Data extracted from a collection
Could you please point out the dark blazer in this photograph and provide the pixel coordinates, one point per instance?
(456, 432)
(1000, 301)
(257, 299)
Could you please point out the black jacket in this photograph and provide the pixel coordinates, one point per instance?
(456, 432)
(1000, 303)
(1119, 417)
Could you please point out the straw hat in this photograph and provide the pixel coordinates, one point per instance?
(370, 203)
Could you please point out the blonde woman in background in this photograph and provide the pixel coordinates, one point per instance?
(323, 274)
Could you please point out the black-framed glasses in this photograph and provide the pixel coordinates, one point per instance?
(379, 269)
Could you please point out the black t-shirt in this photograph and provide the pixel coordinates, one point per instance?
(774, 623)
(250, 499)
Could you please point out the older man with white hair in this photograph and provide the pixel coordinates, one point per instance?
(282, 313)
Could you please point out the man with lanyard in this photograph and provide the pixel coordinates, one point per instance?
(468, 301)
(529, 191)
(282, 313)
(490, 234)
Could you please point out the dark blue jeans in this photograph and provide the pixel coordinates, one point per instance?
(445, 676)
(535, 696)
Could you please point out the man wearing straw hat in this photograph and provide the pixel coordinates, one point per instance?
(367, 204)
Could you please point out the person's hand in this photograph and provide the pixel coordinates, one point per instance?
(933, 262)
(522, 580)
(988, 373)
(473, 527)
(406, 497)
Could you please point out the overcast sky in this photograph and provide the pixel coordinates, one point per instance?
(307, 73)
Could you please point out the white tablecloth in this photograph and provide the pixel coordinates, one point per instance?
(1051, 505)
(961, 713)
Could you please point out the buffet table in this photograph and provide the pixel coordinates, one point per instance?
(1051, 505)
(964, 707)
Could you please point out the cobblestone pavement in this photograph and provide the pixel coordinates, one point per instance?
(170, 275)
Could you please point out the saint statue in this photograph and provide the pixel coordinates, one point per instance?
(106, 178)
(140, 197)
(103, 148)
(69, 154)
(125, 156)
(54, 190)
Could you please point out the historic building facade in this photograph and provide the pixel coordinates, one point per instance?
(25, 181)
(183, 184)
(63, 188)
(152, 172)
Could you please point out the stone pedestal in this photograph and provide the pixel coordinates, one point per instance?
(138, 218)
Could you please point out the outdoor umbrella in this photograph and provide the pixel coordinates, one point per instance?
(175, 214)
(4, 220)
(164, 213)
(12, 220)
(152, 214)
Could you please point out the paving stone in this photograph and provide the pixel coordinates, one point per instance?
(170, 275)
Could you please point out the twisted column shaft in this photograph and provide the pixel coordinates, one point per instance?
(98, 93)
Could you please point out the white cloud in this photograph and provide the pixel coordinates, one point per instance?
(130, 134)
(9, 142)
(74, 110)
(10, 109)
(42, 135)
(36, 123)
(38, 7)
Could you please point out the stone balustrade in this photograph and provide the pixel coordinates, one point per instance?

Problem description: Put down each entry again, unchanged and complete.

Answer to the problem:
Could you please point out the dark blazer in this photograph and provide the pixel coordinates, one point per instance?
(456, 432)
(1000, 301)
(257, 299)
Could you please point out the black jacket in this photograph and provide the pixel coordinates, one point per instance?
(456, 432)
(1000, 303)
(1119, 417)
Could you please point out the straw hat in this photograph and provide the pixel coordinates, one point per instance?
(370, 203)
Could you please point out the blonde woman in background in this photograph and provide the pixel coordinates, one point per instance?
(323, 274)
Could you please point out the black-framed glasses in this photograph and provide the pixel coordinates, one point per instance?
(379, 269)
Could you please point out the black t-shirt in this photograph and provide the pixel coordinates, one point per instance?
(774, 623)
(250, 499)
Could you please point out the older man with white hair in this photograph and provide the pixel coordinates, one point per instance?
(282, 313)
Could you please point out the man with lanyard in this photograph and provide the pixel coordinates, one point per instance?
(468, 301)
(529, 191)
(282, 313)
(490, 234)
Could you please point out the dark blue jeans in this photograph and provide the pixel coordinates, one point per instance?
(445, 676)
(535, 696)
Could you please point out the man wearing straw hat in this photograph and provide the pixel coordinates, one point per instance?
(367, 204)
Could you please point out the person's hand in this photograph and provide the pixel coordinates, one point per instance?
(933, 262)
(522, 580)
(988, 373)
(473, 527)
(406, 497)
Could you please point out the overcast sky in this photograph and provide the pixel coordinates, one point per instance?
(307, 73)
Could you please point out the white tablecloth in this photograph and provide the pixel coordinates, one point per instance?
(1051, 505)
(961, 713)
Could you please point out the buffet table in this photograph and provide the pixel coordinates, one point per instance?
(1051, 505)
(964, 707)
Could you please point out the cobblestone pavement in this photograph and provide the pixel coordinates, one point per instance?
(170, 275)
Could you please point out the saint statue in this photograph and provide the pixel coordinates, one point per instance?
(106, 178)
(140, 197)
(103, 148)
(69, 154)
(125, 156)
(54, 190)
Could you please point out the historic building facade in this photograph and provide the pixel coordinates, one point per instance?
(25, 181)
(183, 184)
(63, 188)
(152, 172)
Could you please point out the stone pedestal in this photograph and provide the pixel coordinates, one point per instance?
(138, 218)
Could you please point out the outdoor umbrella in this photograph and provide the pixel coordinates, one point per instance?
(175, 214)
(4, 220)
(164, 213)
(12, 220)
(152, 214)
Could you please point out the paving stone in this photograph and provide the pixel coordinates, one point per instance?
(170, 275)
Could you please point out the twisted column shaft in this photograph and provide the pixel coordinates, one point per instance?
(98, 93)
Could you please point out the white cloud in this photograph and provide the pixel coordinates, one point per instance?
(130, 134)
(9, 142)
(74, 110)
(10, 109)
(42, 135)
(36, 123)
(38, 7)
Could you please point out the stone balustrade in this photograph and provide the pixel coordinates, one point per instance?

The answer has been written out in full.